Task requirements :: Below is a block of entries; repeat all of it exactly but omit the pictures.

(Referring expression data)
>>>

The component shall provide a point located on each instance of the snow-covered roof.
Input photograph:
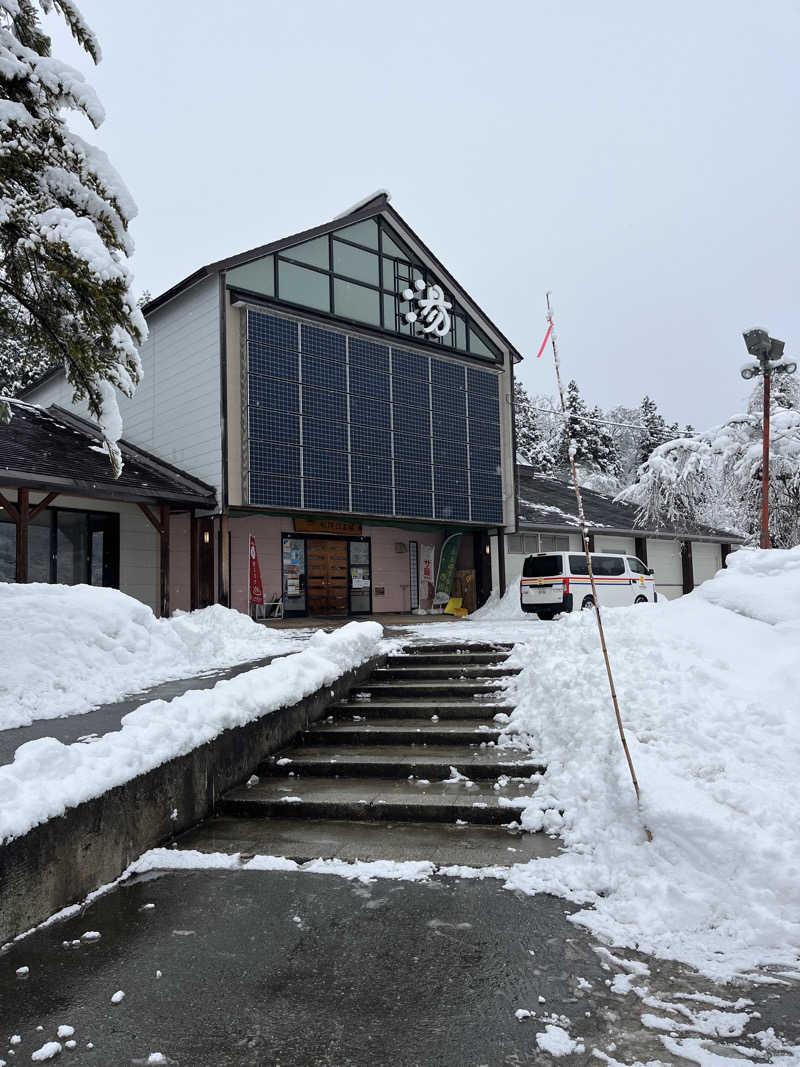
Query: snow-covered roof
(54, 450)
(548, 504)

<<<

Task output ::
The component shall provide a point located on each instance of the snow-covered roof.
Input photograph:
Query: snow-covered roof
(54, 450)
(548, 504)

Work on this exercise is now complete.